What the exercise asks
Please write the following entries out once more, exactly.

Start of Provided entries

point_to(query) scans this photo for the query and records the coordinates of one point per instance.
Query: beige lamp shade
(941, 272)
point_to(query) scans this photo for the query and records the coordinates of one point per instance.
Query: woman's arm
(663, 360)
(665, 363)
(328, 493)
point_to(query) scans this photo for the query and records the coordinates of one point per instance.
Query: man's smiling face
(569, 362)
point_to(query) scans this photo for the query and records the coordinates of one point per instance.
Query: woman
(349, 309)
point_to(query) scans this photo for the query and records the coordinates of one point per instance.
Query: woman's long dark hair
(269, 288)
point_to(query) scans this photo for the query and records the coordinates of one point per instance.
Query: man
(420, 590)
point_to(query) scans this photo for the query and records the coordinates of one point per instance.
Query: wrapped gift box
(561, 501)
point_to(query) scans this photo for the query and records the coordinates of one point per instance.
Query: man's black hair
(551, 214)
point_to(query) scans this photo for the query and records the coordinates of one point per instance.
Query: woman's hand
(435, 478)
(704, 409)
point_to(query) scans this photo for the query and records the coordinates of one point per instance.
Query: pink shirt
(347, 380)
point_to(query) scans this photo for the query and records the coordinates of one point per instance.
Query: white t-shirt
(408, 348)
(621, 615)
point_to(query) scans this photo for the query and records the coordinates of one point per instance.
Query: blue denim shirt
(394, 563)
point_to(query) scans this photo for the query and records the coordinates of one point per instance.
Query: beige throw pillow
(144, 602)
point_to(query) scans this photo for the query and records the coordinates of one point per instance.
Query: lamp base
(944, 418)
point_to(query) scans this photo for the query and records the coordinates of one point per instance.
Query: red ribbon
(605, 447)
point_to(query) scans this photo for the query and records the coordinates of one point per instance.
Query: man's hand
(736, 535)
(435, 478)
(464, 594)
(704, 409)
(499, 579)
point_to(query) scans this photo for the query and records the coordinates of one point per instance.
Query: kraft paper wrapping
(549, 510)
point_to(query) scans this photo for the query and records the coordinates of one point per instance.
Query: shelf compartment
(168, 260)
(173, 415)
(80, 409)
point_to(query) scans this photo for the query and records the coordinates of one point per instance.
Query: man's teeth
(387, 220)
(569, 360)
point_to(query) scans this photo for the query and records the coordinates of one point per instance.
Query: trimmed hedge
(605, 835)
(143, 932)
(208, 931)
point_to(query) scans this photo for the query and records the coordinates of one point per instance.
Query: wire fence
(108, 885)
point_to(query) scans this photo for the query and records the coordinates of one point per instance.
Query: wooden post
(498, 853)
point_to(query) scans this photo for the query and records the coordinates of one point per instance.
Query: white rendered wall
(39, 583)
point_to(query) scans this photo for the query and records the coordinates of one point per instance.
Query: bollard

End of Provided entries

Answer section
point_to(query) scans this photo for the query and records the coordinates of one point per instance.
Query: beige lamp shade
(941, 272)
point_to(query) scans this photo for the query and records the coordinates of one point per instance.
Query: woman's arm
(663, 360)
(665, 363)
(328, 493)
point_to(query) scans this photo for the query and records the coordinates of one point per instance.
Query: man's smiling face
(569, 362)
point_to(query) scans this photo for the query and records the coordinates of one point per instance.
Query: woman
(349, 309)
point_to(query) scans this photo for the query and records the coordinates of one point per instance.
Query: woman's long dark hair
(269, 288)
point_to(query) scans this photo for the query and records the coordinates of one point per instance.
Query: man
(420, 590)
point_to(query) scans this photo for the query and records the coordinates of one point per instance.
Query: wrapped gift box
(561, 501)
point_to(query) scans this photo for the query and records the coordinates of one point per instance.
Query: man's black hair
(551, 214)
point_to(query) scans this photo for the query and records the coordinates of one point per instance.
Query: woman's hand
(435, 478)
(704, 409)
point_to(query) scans this photo for the query and records the coordinates of one point per instance.
Query: pink shirt
(347, 380)
point_to(query) scans this photo for the query and records the coordinates of one point per instance.
Query: white t-shirt
(408, 348)
(621, 615)
point_to(query) scans this photo for the query and records the coordinates of one point per instance.
Query: blue denim shirt
(394, 563)
point_to(query) scans this photo for the query and records the coordinates of one point per instance.
Query: beige throw pillow
(144, 602)
point_to(query) scans this photo for the query and records the coordinates of one point per instance.
Query: lamp base
(944, 418)
point_to(query) scans this photo for the query and records the coordinates of one point per instance.
Query: red ribbon
(605, 447)
point_to(query) scans this photo for the query and records the coordinates of one point per instance.
Query: man's hand
(736, 535)
(435, 478)
(464, 594)
(704, 409)
(499, 579)
point_to(query) scans this photo for the query and records the coordinates of one point per instance.
Query: kraft paper wrapping
(549, 510)
point_to(query) scans this photo for the query and records the coordinates of one point per instance.
Query: shelf compartment
(168, 260)
(173, 415)
(80, 409)
point_to(query) scans this photo for the query and records the coordinates of one point per instance.
Query: man's teeth
(387, 220)
(569, 360)
point_to(query) scans this photo for the query and records the coordinates of one point per instance.
Query: trimmed hedge
(605, 835)
(143, 932)
(208, 931)
point_to(query) scans this photo for the query and records the coordinates of one point per instance.
Query: wire fence
(108, 885)
point_to(query) scans this photo for the query and records the coordinates of one point per instance.
Query: wooden post
(498, 853)
point_to(query) scans this photo for the query and records the coordinates of one point per instance.
Query: white rendered wall
(39, 583)
point_to(query) scans this photo for the query and records the coordinates of one point per instance.
Query: bollard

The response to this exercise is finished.